Stored data entries
****************************************
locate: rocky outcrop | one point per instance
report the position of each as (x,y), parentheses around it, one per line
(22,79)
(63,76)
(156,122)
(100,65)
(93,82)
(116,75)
****************************************
**TASK DIRECTIONS:**
Verbatim reproduction of the entries is required.

**SOLVED PROBLEM:**
locate: rocky outcrop | one point per instance
report the position of each as (x,y), parentheses around it, one per line
(22,79)
(63,76)
(156,122)
(100,65)
(93,82)
(116,75)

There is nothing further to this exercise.